> Source document:
______

Some unknown hackers have recently attacked Travelex foreign exchange company using REvil ransomware. This trojan employs simple but efficient obfuscation techniques that conceal its WinAPI calls from the victim. Let’s see how the encoder works.
As usual, I load a sample into DiE and review the output.
DiE believes that the file is not packed. But let’s check the entropy of its sections.
Based on the section names, the file is packed with UPX; however, the entropy of these sections looks pretty weird. Why hasn’t DiE recognized the packer? Here is one of the possible reasons: the UPX signature could be purposively altered to confuse disassemblers. In any event, this is a packed file; so, I load it to the x64dbg debugger, set a breakpoint at the VirtualAlloc
function located not far from the entry point, and launch the trojan.
INFO
The unpacking mechanisms are pretty standard; so, if you have encountered an unknown packer, always set breakpoints at the following WinAPI functions:
- VirtualAlloc (the function allocates memory for the payload);
- VirtualProtect (the function specifies memory access attributes);
- CreateProcessInternalW (when a new process is created, the control is ultimately passed to this function); and
- ResumeThread (the function is used to resume the thread execution after an injection).
After reaching VirtualAlloc
, the breakpoint activates, and I get inside this function. After its execution, I return to the debugger and see the following picture:
008F9552 | FF55 B4 | call dword ptr ss:[ebp-4C] | VirtualAlloc
008F9555 | 8945 F0 | mov dword ptr ss:[ebp-10],eax | <---- I am here
008F9558 | 8365 DC 00 | and dword ptr ss:[ebp-24],0 |
008F955C | 8B85 58FFFFFF | mov eax,dword ptr ss:[ebp-A8] |
008F9562 | 0FB640 01 | movzx eax,byte ptr ds:[eax+1] |
Then I note an interesting piece of code in the end of VirtualAlloc
:
00569C10 | 8985 5CFFFFFF | mov dword ptr ss:[ebp-A4],eax |
00569C16 | 8B85 5CFFFFFF | mov eax,dword ptr ss:[ebp-A4] |
00569C1C | 0385 68FFFFFF | add eax,dword ptr ss:[ebp-98] |
00569C22 | C9 | leave |
00569C23 | FFE0 | jmp eax | An interesting jump!

______

> Given data:
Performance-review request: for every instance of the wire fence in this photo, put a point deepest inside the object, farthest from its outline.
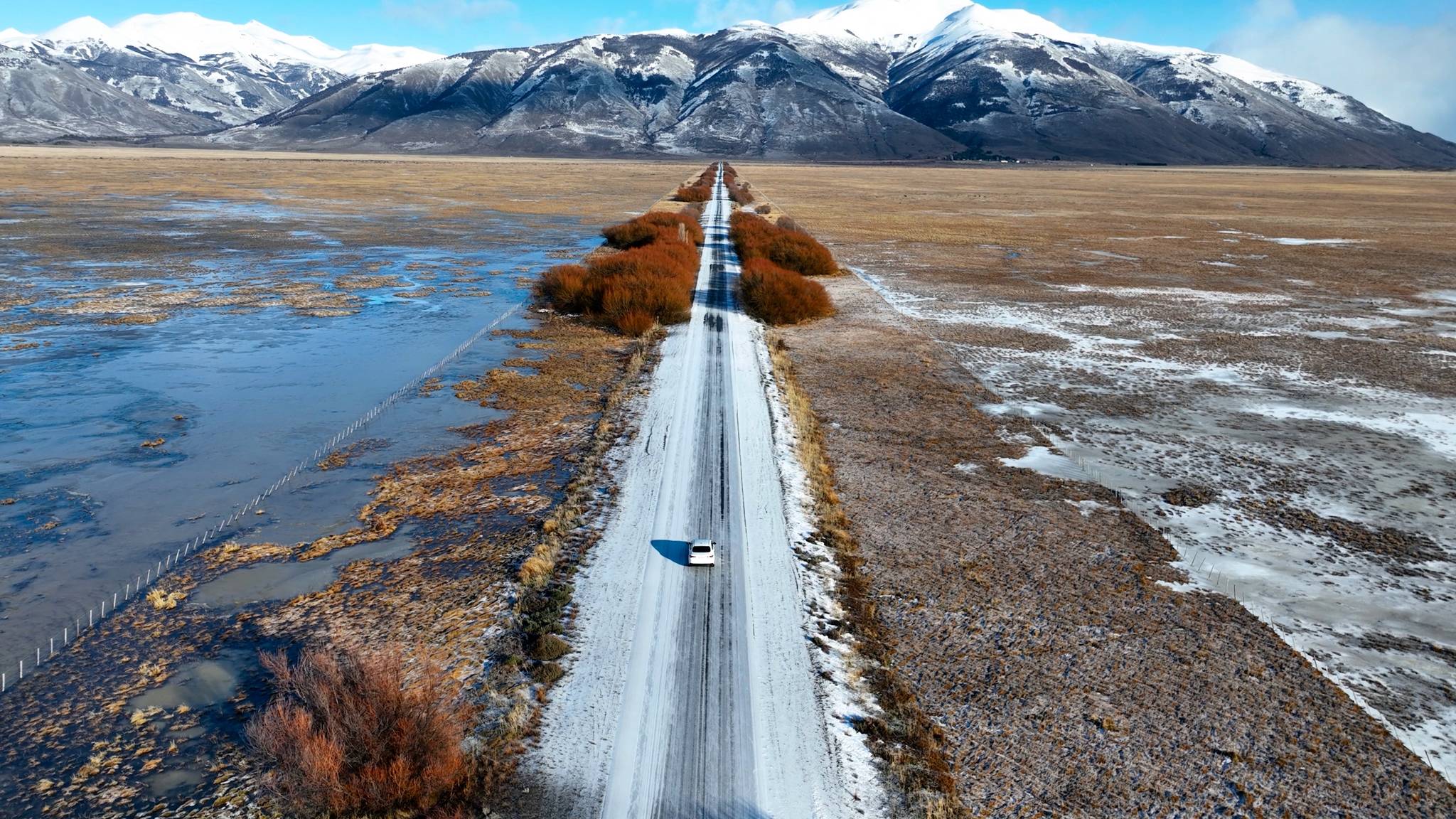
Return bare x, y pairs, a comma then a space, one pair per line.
147, 577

______

> Work to do:
(1) Can you reproduce the REvil ransomware analysis between "After reaching VirtualAlloc" and "An interesting jump!", inclusive, with "debugger" changed to "disassembler"?
(2) Where does the REvil ransomware analysis go after its last line? Write the continuation.
The material has nothing to do with what follows.

> Task responses:
(1)
After reaching VirtualAlloc
, the breakpoint activates, and I get inside this function. After its execution, I return to the disassembler and see the following picture:
008F9552 | FF55 B4 | call dword ptr ss:[ebp-4C] | VirtualAlloc
008F9555 | 8945 F0 | mov dword ptr ss:[ebp-10],eax | <---- I am here
008F9558 | 8365 DC 00 | and dword ptr ss:[ebp-24],0 |
008F955C | 8B85 58FFFFFF | mov eax,dword ptr ss:[ebp-A8] |
008F9562 | 0FB640 01 | movzx eax,byte ptr ds:[eax+1] |
Then I note an interesting piece of code in the end of VirtualAlloc
:
00569C10 | 8985 5CFFFFFF | mov dword ptr ss:[ebp-A4],eax |
00569C16 | 8B85 5CFFFFFF | mov eax,dword ptr ss:[ebp-A4] |
00569C1C | 0385 68FFFFFF | add eax,dword ptr ss:[ebp-98] |
00569C22 | C9 | leave |
00569C23 | FFE0 | jmp eax | An interesting jump!

(2)
It is necessary to keep in mind that after the execution of the VirtualAlloc
function, the address of the allocated memory is stored in eax
. So, I set a breakpoint at this jump, switch to the dump (the address is in eax
), and see what happens in the allocated memory. For that purpose, I set a one-time breakpoint at the beginning of data writing to the memory, and the debugger stops at the data writing cycle. A part of this cycle looks as follows:
00279DA4 | 8A11 | mov dl,byte ptr ds:[ecx] |
00279DA6 | 8810 | mov byte ptr ds:[eax],dl |
00279DA8 | 40 | inc eax |
00279DA9 | 41 | inc ecx |
00279DAA | 4F | dec edi |
00279DAB | 75 F7 | jne 279DA4 |
I start rolling the cycle manually, and a painfully familiar signature appears in the memory:
003C0000 4D 5A 90 00 03 00 00 00 04 00 00 00 FF FF 00 00 MZ..........yy..
I resume the program execution in the debugger, stop at jmp eax
, make a step forward - and finally get inside the unpacked file! Now I can dump it and load to IDA Pro. After performing this simple procedure, I see the code of the start function:
public start
start proc near
push 0
call sub_40369D
push 0
call sub_403EEF
pop ecx
retn
start endp
Time to examine the functions and capabilities of the malware; I get into the first call
and see the following code there:
sub_40369D proc near
call sub_406A4D // There is only one subprogram before the hash-based function call. Apparently all important stuff is hidden there:)
push 1
call dword_41CB64 // Hmm, what is it?
call sub_40489C
test eax, eax
jz short loc_4036BD
...
...
I note a call to the sub_406A4D
subprogram and then a call in the format: call dword_41CB64
. I realize that if everything is left "as is", the application would crash at this point because dword_41CB64
points to a table looking as follows (this is just a part of this table!):
.data:0041CB64 dword_41CB64 dd 40D32A7Dh ; DATA XREF: sub_40369D+7↑r
.data:0041CB68 dword_41CB68 dd 0C97676C4h ; DATA XREF: sub_403EE1+6↑r
.data:0041CB6C dword_41CB6C dd 0D69D6931h ; DATA XREF: sub_403BC0+15↑r
.data:0041CB70 dword_41CB70 dd 8AABE016h ; DATA XREF: sub_406299+C0↑r
...
...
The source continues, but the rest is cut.